→ **Поставленная задача A**:
Ответьте по фрагменту об интенсивном лесопользовании на вопросы, каждый ответ с новой строки с той же пометкой:
(i) В каком городе прошёл форум «Лес и человек – Сибирь»?
(ii) Какую должность занимает Игорь Сапунков?
(iii) Что названо целью интенсивной модели в его докладе?
→ **Поставленная задача B**: Пожалуйста, перечислите все составляющие, которыми Игорь Сапунков описывает сегодняшнюю российскую модель ведения лесного хозяйства во фрагменте об интенсивном лесопользовании, с их содержанием.
→ **Поставленная задача C**: Перепишите дословно часть фрагмента об интенсивном лесопользовании от слов "Биологическое однообразие" до слов "на российских лесах.".

→ **Фрагмент документа**:
# # # # #
Биологическое однообразие
С внедрением модели интенсивного лесопользования мы можем уничтожить настоящие леса
Словосочетание «интенсивное лесопользование» в разговорах о лесных проблемах России становится всё привычнее. Но это совсем не значит, что все люди, произносящие его, достаточно ясно понимают, о чём именно идёт речь, что подразумевается под интенсивным лесопользованием и как оно может отразиться на российских лесах.
Доклад директора по лесной стратегии ОАО «Группа «Илим» Игоря Сапункова на пленарном заседании международного форума «Лес и человек – Сибирь», который недавно состоялся в Иркутске, как мне казалось, должен был вызвать бурную дискуссию в связи со своей очевидной революционностью, но вызвал он лишь несколько уточняющих вопросов. То ли потому, что участники форума не-внимательно слушали докладчика, то ли потому, что большинство участников форума составляли лесопромышленники, для которых слова «лес» и «древесина» являются прямыми синонимами, не отличающимися даже в эмоциональной окраске. Так или иначе, но и сам Игорь Сапунков эти понятия разделить не пытался.
Характеризуя сегодняшнюю российскую модель ведения лесного хозяйства, он, в частности, сказал: «Принцип – формирование древостоя происходит естественным путём. Подход – отсутствие воздействия на насаждения в ходе всего роста. И цель – минимизация текущих затрат при ведении лесного хозяйства».
Не будучи уверенным, что его мысль поняли все, пояснил: «То есть мы выращиваем древесину с низкими затратами, но и с низким качеством». Не стану тратить газетную площадь на бессмысленные доказательства аксиомы о том, что как раз древесина естественной ангарской сосны, по сравнению с выросшей или выращенной в более южных и более западных регионах, включая Европу, отличается наиболее высоким качеством. Но обращаю ваше внимание на то, что автор доклада говорит «выращиваем древесину», но не лес.
При внедрении модели интенсивного лесопользования, как следует из доклада Игоря Сапункова, всё должно происходить прямо противоположно существующим традициям классического российского лесоводства. В частности, он объясняет: «Подход интенсивной модели – это максимальное влияние на формирование насаждения в течение всего цикла выращивания. Цель – это получение максимального и устойчивого экономического эффекта. То есть мы будем выращивать сырьё высокого качества с высокой добавленной стоимостью».
# # # # #
→ **Предоставленные данные**:
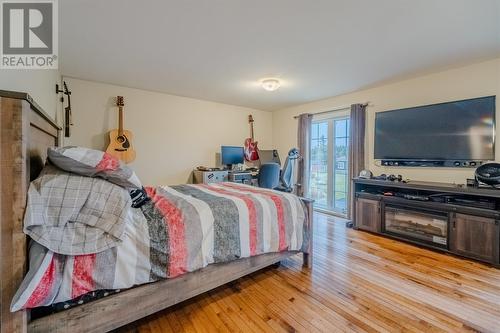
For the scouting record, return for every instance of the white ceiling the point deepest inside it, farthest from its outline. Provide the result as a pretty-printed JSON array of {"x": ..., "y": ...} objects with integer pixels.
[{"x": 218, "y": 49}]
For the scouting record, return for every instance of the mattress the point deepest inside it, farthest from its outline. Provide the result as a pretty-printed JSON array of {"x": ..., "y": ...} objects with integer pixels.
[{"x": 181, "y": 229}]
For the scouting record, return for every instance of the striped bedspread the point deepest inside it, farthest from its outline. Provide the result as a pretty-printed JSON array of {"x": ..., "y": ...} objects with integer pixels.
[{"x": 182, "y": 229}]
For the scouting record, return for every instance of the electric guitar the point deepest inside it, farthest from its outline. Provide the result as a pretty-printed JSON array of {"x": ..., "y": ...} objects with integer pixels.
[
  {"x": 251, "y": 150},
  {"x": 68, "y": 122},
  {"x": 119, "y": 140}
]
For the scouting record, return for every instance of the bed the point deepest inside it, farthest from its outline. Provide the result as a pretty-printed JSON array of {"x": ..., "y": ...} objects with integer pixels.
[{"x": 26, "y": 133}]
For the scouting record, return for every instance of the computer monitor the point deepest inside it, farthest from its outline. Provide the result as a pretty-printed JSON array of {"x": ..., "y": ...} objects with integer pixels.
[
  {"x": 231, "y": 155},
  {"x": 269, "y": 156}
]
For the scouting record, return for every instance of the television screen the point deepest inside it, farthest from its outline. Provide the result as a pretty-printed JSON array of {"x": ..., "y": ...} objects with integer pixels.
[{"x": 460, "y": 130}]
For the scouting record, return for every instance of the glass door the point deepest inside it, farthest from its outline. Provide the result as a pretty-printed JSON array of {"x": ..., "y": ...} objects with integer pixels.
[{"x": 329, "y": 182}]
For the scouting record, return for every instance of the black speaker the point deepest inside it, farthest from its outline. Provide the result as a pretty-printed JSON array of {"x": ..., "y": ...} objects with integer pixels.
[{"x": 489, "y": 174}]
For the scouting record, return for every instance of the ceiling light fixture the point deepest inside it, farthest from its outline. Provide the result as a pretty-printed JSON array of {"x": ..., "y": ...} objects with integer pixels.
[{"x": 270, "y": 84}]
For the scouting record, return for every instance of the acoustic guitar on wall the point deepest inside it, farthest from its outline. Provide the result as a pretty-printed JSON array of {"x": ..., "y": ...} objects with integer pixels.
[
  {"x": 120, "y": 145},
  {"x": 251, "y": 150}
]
# # # # #
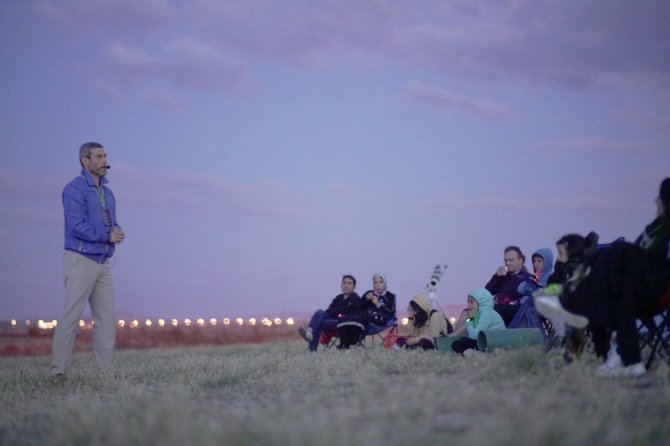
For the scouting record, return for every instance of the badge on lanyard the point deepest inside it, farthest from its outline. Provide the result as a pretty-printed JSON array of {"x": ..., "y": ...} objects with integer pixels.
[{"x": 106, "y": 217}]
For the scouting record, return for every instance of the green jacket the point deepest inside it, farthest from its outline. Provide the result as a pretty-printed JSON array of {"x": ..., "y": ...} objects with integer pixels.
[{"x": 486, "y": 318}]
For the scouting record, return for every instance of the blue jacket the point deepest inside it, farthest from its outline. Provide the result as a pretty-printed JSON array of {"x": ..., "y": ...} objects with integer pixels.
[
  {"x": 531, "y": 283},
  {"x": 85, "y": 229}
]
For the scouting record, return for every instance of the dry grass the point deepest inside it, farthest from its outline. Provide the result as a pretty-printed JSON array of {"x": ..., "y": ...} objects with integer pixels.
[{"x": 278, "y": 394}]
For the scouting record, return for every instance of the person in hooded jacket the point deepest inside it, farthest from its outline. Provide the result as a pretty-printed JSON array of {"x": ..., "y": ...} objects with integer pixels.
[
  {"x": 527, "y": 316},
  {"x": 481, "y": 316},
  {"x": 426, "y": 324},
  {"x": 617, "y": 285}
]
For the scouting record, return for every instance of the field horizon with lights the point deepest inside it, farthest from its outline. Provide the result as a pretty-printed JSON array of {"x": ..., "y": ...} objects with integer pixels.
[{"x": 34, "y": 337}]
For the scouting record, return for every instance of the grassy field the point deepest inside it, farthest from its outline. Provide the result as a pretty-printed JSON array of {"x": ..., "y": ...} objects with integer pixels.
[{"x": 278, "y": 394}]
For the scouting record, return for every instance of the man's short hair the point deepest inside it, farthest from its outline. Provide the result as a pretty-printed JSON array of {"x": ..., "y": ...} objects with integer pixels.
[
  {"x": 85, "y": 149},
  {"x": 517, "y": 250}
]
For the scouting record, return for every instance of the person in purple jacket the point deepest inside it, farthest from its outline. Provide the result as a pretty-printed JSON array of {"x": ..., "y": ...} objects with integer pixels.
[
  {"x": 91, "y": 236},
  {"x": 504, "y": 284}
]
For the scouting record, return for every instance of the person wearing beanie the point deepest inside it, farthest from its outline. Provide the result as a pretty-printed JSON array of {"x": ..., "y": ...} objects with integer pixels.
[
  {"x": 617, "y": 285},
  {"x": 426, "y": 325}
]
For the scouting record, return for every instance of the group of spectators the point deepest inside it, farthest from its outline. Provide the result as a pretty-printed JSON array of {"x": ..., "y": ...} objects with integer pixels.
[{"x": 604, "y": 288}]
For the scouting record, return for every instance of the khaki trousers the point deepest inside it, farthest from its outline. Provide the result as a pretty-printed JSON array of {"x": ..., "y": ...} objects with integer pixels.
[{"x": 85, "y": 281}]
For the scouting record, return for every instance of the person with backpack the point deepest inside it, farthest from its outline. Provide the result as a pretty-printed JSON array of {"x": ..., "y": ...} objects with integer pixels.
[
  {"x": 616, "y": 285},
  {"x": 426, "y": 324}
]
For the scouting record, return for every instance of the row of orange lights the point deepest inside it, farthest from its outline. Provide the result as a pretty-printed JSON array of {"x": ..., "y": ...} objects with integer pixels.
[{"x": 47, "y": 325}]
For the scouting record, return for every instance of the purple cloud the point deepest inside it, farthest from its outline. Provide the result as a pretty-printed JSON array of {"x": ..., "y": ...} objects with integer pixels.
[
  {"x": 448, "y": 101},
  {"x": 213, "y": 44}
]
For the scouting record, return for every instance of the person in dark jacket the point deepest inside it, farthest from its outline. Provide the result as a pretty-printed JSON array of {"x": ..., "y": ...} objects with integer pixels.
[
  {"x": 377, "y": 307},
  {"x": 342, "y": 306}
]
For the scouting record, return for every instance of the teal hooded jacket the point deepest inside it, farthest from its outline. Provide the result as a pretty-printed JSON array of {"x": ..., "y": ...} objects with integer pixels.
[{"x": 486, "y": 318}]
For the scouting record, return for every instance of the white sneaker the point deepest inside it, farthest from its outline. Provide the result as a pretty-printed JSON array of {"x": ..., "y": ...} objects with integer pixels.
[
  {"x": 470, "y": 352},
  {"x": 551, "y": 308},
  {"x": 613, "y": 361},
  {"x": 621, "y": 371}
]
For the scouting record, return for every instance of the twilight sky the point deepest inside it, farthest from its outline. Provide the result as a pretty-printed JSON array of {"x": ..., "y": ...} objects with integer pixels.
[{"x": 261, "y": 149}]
# # # # #
→ **Ответ A**:
(i) В Иркутске.
(ii) Директор по лесной стратегии ОАО «Группа «Илим».
(iii) Получение максимального и устойчивого экономического эффекта.

→ **Ответ B**:
Принцип: формирование древостоя происходит естественным путём.
Подход: отсутствие воздействия на насаждения в ходе всего роста.
Цель: минимизация текущих затрат при ведении лесного хозяйства.

→ **Ответ C**:
Биологическое однообразие
С внедрением модели интенсивного лесопользования мы можем уничтожить настоящие леса
Словосочетание «интенсивное лесопользование» в разговорах о лесных проблемах России становится всё привычнее. Но это совсем не значит, что все люди, произносящие его, достаточно ясно понимают, о чём именно идёт речь, что подразумевается под интенсивным лесопользованием и как оно может отразиться на российских лесах.